About this task ▸ From the passage on the Chad-Cameroon pipeline project, list every dollar amount it gives and what each one refers to.

Provided passage ▸
Chad, one of the world's poorest countries, could enter the 21st century with much improved economic prospects, through the export of oil as early as the year 2004. This is dependent, however, on implementation of the Chad-Cameroon Petroleum Development and Pipeline (PDP) project which promises to contribute to a diversification of the country's export earnings and give an important boost to the economy of Chad. With increased revenues, the government would be in a position to target poverty through increased investment in social services and infrastructure. For neighboring Cameroon, with dwindling off-shore petroleum reserves, the project would generate important revenues for priority expenditures and help to attract more foreign investment. According to current estimates, the project is expected to generate about $2.0 billion in royalties, tax revenues and dividends for Chad over its 25-year life span. Cameroon stands to gain about $500 million in transit fees, taxes and dividends from the transport of oil from Chad.
In determining whether or not to support the project and provide loans to both governments, the Bank takes into account the project's potential to reduce poverty and increase public investments in health, education and basic infrastructure. Approval of funding will depend on whether the Bank receives clear commitments from Chad that resources would be used to improve the lives of the poor (see section on Revenue Management), and on firm plans to mitigate any damage to the environment.
Landlocked in central Africa, Chad, with a population of about 7 million, is one of the poorest countries in the world. Its per capita GNP (gross national product) was about $230 in 1998. Agriculture generates about 40 percent of gross domestic product and provides a meager livelihood for over 80 percent of the population. Livestock in the Sahel and cotton in the Sudanian area are the main agricultural activities and Chad's main exports. Food production varies widely with seasonal conditions. Chad is also endowed with important, but to date untapped, natural resources. The industrial sector accounts for nearly 14 percent of GDP and is dominated by Coton-Tchad, the country's largest public sector company, which processes and exports cotton.

[Dataset entries]
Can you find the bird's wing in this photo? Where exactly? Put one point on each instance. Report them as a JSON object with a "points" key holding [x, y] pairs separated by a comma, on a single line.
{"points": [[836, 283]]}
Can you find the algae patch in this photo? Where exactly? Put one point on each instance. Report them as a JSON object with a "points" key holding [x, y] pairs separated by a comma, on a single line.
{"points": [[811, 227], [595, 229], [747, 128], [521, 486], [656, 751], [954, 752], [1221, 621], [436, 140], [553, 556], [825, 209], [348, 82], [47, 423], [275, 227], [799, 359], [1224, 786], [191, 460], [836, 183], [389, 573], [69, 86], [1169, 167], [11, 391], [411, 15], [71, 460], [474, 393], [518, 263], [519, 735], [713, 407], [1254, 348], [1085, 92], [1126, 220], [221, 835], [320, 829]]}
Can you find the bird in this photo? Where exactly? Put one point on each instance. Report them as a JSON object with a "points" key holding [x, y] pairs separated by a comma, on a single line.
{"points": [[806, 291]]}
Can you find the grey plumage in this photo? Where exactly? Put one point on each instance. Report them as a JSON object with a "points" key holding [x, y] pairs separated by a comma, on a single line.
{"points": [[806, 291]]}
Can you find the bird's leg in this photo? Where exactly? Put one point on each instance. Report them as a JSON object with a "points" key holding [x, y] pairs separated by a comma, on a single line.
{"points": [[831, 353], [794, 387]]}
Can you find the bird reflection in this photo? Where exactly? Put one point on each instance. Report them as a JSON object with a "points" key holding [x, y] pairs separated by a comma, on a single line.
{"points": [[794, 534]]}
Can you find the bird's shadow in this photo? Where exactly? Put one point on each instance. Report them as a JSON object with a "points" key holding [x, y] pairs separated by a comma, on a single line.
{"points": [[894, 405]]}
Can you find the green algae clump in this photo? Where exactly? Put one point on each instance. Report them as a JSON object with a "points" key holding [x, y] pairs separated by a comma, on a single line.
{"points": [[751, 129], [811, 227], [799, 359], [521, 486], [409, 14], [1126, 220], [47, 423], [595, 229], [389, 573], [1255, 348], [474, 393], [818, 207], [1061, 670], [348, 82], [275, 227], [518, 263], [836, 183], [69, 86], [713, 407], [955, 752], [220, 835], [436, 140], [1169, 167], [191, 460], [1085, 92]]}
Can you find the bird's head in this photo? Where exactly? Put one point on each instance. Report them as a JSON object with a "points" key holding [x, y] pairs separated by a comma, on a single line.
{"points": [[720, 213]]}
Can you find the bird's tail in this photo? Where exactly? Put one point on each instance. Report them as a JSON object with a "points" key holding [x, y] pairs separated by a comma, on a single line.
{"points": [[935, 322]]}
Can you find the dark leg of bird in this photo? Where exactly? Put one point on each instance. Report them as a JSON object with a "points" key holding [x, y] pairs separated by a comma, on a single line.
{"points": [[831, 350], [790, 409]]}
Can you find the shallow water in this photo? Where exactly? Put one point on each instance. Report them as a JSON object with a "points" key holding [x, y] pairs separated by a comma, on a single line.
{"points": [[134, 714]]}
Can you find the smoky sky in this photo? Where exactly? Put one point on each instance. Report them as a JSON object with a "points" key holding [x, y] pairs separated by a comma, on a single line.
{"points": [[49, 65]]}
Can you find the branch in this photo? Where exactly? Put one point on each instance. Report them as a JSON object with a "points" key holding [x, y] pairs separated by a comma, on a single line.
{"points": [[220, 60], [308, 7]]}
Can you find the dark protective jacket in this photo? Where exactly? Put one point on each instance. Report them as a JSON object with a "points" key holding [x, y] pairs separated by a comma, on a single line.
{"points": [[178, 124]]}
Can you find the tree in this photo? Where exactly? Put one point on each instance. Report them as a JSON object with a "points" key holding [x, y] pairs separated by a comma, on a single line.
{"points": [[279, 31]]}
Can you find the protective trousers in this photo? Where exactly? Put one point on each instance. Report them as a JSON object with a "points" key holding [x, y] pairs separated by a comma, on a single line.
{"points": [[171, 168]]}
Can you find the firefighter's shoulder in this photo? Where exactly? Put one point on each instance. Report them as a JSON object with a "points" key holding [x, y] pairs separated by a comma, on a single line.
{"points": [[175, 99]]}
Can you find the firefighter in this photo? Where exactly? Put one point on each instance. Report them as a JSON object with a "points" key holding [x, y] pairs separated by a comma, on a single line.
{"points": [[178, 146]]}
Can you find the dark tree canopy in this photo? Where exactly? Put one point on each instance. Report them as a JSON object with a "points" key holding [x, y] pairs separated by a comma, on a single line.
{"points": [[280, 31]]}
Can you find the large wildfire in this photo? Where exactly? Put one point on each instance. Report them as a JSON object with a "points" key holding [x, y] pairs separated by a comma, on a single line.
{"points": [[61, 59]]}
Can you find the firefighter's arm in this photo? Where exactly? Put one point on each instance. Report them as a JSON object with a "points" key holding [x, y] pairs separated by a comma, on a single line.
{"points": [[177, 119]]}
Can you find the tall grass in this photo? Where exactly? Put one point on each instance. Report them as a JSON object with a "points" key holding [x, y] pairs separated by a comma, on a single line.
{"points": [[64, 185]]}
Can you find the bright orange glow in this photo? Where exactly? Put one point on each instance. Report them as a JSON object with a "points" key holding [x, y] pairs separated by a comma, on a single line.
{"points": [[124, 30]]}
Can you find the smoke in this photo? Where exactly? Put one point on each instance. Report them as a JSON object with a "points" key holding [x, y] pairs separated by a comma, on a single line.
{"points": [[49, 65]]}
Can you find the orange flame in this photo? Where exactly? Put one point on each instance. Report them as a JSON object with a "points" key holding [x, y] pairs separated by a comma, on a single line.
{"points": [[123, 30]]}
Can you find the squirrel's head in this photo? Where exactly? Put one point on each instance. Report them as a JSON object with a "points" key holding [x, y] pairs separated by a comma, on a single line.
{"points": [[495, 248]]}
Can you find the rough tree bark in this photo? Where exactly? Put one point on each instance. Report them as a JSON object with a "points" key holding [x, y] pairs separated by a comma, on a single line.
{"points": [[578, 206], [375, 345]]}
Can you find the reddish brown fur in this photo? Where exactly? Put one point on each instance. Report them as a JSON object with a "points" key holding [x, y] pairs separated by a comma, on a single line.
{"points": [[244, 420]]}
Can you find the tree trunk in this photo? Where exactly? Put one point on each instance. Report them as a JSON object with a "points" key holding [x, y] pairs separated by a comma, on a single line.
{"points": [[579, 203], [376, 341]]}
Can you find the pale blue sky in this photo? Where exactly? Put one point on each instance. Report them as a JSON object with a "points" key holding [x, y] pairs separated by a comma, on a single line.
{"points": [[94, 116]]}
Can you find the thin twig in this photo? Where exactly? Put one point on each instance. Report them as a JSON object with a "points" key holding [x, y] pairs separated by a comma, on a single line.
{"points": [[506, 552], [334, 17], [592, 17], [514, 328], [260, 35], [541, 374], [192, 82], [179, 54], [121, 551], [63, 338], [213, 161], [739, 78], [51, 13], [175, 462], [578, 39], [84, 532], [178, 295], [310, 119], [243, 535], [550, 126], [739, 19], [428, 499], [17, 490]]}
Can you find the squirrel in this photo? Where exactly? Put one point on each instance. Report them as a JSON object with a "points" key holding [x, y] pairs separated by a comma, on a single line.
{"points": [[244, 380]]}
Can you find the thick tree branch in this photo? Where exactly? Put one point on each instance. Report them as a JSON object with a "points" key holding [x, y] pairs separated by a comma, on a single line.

Output for this task ▸
- About $2.0 billion: royalties, tax revenues and dividends the project is expected to generate for Chad over its 25-year life span.
- About $500 million: transit fees, taxes and dividends Cameroon stands to gain from transporting oil from Chad.
- About $230: Chad's per capita GNP in 1998.